**Text passage**
Thread overview
String Slice/Concatenate bug
Aug 18, 2005
Russ Lewis
Aug 19, 2005
Ben Hinkle
Aug 19, 2005
Russ Lewis
Aug 19, 2005
Ben Hinkle
Aug 19, 2005
Russ Lewis
Aug 19, 2005
Ben Hinkle
Aug 19, 2005
Derek Parnell
August 18, 2005
DMD 0.129, Linux (Fedora Core 3)

Notice that in the output, the 2nd line starts with a 4 instead of a 5.  As it says in the comment, it will work if you .dup the slice.

> [russ@russ dmd_bugs]$ cat slice.d
> import std.stdio;
> 
> void main() {
>   char[] foo = "1234567890".dup;
>   char[] bar;
>   bar = foo[0..1];  // works if you append .dup here
>   foo = foo[1..$];
>   writefln(foo," ",bar);
>   bar ~= ","~foo[0..3];
>   foo  = foo[3..$];
>   writefln(foo," ",bar);
> }
> 
> [russ@russ dmd_bugs]$ dmd slice.d
> gcc slice.o -o slice -lphobos -lpthread -lm
> [russ@russ dmd_bugs]$ ./slice
> 234567890 1
> 467890 1,234
> [russ@russ dmd_bugs]$
August 19, 2005
"Russ Lewis" <spamhole-2001-07-16@deming-os.org> wrote in message news:de376q$lmr$1@digitaldaemon.com...
> DMD 0.129, Linux (Fedora Core 3)
>
> Notice that in the output, the 2nd line starts with a 4 instead of a 5. As it says in the comment, it will work if you .dup the slice.
>
>> [russ@russ dmd_bugs]$ cat slice.d
>> import std.stdio;
>>
>> void main() {
>>   char[] foo = "1234567890".dup;
>>   char[] bar;
>>   bar = foo[0..1];  // works if you append .dup here
>>   foo = foo[1..$];
>>   writefln(foo," ",bar);
>>   bar ~= ","~foo[0..3];
>>   foo  = foo[3..$];
>>   writefln(foo," ",bar);
>> }
>>
>> [russ@russ dmd_bugs]$ dmd slice.d
>> gcc slice.o -o slice -lphobos -lpthread -lm
>> [russ@russ dmd_bugs]$ ./slice
>> 234567890 1
>> 467890 1,234
>> [russ@russ dmd_bugs]$

I don't think that's a bug. ~= is behaving as expected (though I don't know if it's actually documented when ~= dups and when it doesn't). Are you suggesting ~= always dup? I'm not sure what you are expecting.

**Data section**
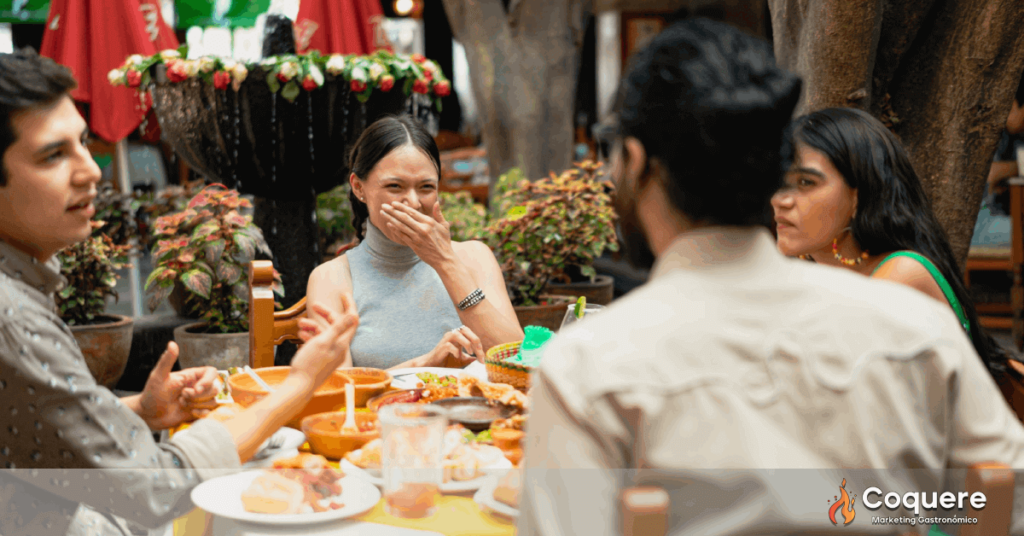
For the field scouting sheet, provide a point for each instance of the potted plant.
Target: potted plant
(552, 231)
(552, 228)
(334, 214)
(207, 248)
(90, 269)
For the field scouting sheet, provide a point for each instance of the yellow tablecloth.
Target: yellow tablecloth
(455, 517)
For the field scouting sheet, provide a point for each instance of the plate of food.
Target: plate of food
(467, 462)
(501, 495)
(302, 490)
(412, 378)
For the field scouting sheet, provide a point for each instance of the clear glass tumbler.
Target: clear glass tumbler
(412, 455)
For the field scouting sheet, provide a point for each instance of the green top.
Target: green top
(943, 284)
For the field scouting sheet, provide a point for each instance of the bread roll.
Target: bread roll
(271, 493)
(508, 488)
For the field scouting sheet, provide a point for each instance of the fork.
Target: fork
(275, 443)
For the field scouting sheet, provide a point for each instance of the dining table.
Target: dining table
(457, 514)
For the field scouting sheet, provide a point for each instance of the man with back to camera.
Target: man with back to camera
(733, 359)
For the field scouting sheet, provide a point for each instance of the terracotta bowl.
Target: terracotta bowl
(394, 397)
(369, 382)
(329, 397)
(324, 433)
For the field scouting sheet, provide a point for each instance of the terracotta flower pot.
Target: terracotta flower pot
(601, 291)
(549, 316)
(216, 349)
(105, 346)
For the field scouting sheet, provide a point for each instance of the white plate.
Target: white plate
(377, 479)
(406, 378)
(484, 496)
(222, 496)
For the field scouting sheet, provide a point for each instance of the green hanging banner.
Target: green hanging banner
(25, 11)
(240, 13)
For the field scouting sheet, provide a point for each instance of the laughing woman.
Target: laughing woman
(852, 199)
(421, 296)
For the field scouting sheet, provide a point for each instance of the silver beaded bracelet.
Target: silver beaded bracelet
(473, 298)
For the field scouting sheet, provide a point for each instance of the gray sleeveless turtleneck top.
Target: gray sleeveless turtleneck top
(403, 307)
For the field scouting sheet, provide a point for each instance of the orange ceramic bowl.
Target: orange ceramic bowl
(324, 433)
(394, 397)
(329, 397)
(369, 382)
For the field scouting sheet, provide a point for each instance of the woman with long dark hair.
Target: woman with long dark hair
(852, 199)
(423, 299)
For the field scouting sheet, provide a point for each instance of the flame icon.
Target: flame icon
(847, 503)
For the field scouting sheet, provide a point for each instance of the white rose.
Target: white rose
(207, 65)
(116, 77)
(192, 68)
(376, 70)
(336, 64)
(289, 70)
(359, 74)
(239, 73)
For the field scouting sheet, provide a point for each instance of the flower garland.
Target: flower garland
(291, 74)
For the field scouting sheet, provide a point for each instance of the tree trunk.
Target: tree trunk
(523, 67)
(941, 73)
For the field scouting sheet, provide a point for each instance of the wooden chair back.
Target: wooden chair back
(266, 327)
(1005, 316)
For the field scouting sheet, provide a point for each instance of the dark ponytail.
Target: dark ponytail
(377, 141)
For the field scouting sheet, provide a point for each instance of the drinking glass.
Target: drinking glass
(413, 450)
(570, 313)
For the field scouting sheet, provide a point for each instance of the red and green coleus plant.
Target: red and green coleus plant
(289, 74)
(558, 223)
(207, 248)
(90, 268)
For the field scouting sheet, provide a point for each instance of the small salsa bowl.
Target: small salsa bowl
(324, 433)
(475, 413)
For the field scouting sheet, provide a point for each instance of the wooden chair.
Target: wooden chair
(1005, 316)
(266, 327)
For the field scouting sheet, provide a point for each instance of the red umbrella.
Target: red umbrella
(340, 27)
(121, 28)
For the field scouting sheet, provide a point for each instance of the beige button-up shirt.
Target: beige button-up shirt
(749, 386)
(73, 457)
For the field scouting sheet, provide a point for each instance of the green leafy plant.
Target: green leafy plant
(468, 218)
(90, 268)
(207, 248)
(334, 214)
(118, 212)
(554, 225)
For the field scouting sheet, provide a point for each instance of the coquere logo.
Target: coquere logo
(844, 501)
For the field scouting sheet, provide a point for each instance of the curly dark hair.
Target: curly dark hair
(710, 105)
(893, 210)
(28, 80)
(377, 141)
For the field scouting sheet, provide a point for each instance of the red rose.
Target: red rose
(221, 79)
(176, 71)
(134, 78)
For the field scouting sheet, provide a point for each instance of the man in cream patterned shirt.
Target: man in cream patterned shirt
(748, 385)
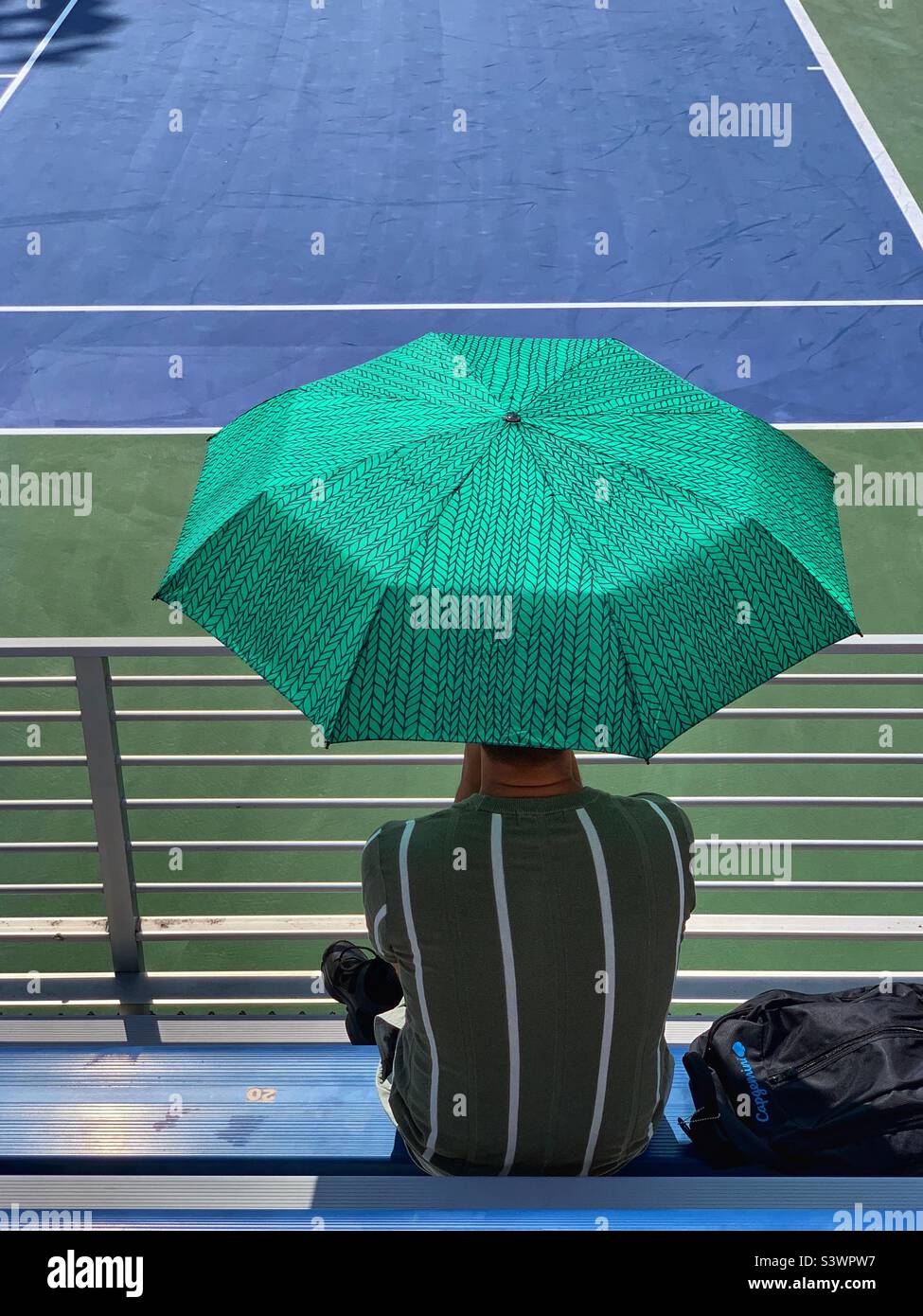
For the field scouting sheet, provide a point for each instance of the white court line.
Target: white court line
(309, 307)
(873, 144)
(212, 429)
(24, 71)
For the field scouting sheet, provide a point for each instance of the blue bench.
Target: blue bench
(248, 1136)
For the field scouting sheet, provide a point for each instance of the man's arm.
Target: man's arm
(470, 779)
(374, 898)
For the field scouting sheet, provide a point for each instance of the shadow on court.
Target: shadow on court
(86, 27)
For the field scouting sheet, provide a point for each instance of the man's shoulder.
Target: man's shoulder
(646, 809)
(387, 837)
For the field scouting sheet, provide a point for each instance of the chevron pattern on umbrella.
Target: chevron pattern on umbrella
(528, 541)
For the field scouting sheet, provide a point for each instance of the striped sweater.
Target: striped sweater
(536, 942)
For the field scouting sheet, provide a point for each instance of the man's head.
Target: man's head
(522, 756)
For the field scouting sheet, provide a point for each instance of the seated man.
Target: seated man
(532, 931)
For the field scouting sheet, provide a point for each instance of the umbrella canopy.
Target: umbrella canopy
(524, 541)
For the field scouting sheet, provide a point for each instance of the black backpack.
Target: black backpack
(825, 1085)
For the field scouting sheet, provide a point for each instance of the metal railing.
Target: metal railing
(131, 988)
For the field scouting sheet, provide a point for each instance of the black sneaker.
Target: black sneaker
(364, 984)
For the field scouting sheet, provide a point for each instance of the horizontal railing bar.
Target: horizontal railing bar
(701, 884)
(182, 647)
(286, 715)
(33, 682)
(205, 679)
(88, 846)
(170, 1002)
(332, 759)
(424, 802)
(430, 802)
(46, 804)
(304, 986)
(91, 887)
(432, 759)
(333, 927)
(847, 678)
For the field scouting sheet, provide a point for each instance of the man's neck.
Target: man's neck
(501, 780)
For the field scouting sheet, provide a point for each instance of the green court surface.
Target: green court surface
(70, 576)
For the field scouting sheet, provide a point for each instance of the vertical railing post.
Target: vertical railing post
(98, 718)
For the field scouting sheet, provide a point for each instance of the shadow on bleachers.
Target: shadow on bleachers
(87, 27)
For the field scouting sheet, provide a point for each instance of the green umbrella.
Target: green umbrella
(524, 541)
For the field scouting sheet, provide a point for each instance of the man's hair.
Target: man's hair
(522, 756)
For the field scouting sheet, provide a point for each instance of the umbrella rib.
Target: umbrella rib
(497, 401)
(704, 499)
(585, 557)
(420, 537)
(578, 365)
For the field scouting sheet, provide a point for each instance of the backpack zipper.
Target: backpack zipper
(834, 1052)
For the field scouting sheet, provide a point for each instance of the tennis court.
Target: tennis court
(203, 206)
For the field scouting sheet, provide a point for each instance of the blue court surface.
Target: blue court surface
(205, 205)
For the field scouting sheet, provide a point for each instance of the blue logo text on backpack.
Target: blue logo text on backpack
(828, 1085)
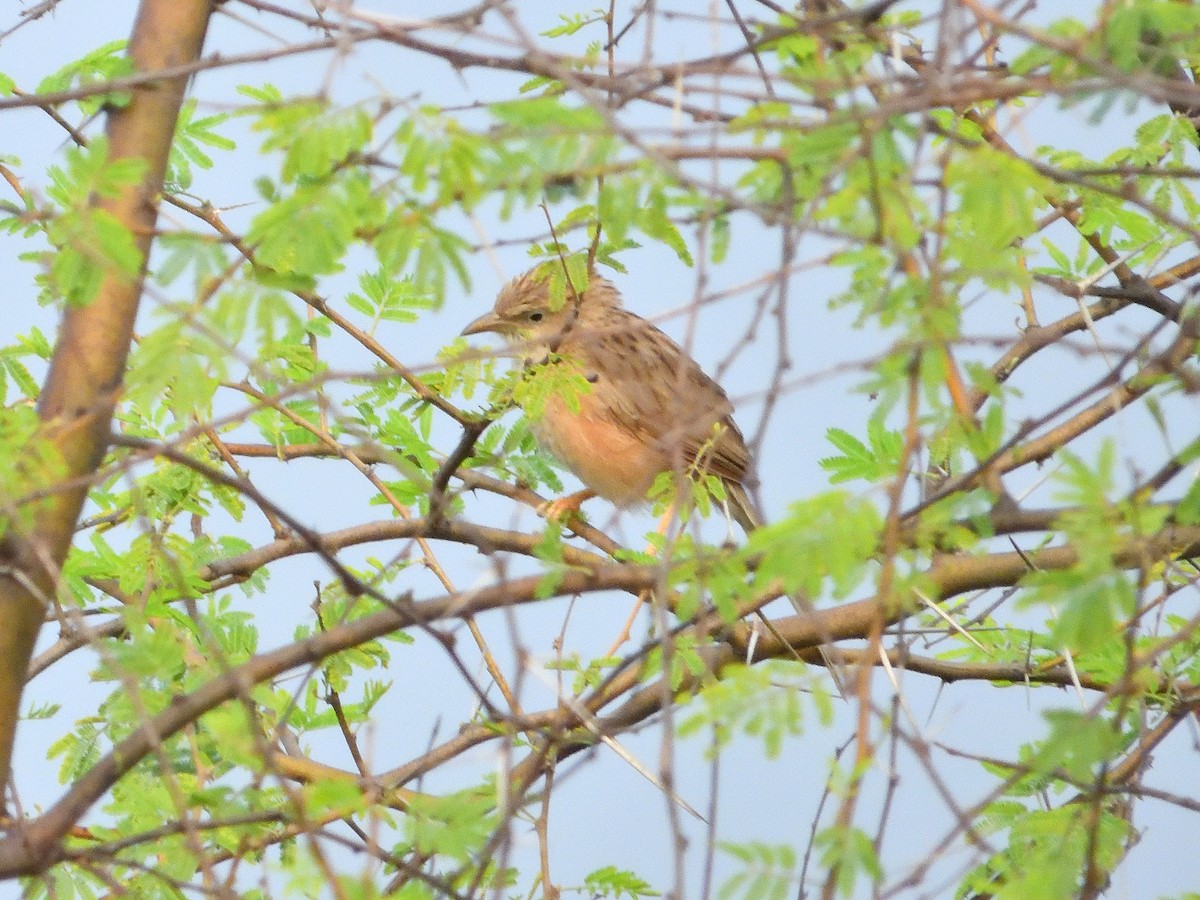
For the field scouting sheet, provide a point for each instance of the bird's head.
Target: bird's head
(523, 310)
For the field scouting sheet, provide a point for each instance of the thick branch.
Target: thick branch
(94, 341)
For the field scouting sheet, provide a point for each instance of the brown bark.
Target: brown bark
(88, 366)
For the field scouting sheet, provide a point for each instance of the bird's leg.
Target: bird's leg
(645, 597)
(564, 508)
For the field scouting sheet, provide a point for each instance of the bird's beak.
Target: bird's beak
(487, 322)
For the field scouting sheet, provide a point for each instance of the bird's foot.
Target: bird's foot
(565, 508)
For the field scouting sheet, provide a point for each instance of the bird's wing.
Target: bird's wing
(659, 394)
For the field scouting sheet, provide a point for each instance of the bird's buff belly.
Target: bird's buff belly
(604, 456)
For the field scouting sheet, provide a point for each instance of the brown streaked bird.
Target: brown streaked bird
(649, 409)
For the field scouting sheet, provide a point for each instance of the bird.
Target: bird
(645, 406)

**Short exercise**
Extend the forum thread about the D string slice and concatenation bug, starting after its last sentence. Nothing in the listing is needed here.

**Answer for the task**
August 19, 2005
Ben Hinkle wrote:
> "Russ Lewis" <spamhole-2001-07-16@deming-os.org> wrote in message news:de376q$lmr$1@digitaldaemon.com...
> 
>>DMD 0.129, Linux (Fedora Core 3)
>>
>>Notice that in the output, the 2nd line starts with a 4 instead of a 5. As it says in the comment, it will work if you .dup the slice.
>>
>>
>>>[russ@russ dmd_bugs]$ cat slice.d
>>>import std.stdio;
>>>
>>>void main() {
>>>  char[] foo = "1234567890".dup;
>>>  char[] bar;
>>>  bar = foo[0..1];  // works if you append .dup here
>>>  foo = foo[1..$];
>>>  writefln(foo," ",bar);
>>>  bar ~= ","~foo[0..3];
>>>  foo  = foo[3..$];
>>>  writefln(foo," ",bar);
>>>}
>>>
>>>[russ@russ dmd_bugs]$ dmd slice.d
>>>gcc slice.o -o slice -lphobos -lpthread -lm
>>>[russ@russ dmd_bugs]$ ./slice
>>>234567890 1
>>>467890 1,234
>>>[russ@russ dmd_bugs]$
> 
> 
> I don't think that's a bug. ~= is behaving as expected (though I don't know if it's actually documented when ~= dups and when it doesn't). Are you suggesting ~= always dup? I'm not sure what you are expecting. 

I don't remember if this is documented or not, either.  My asumption was that ~= would do something analogous to realloc(); if the memory immediately following the buffer is already unallocated, then just extend the buffer; otherwise, duplicate it to a new location where there is space.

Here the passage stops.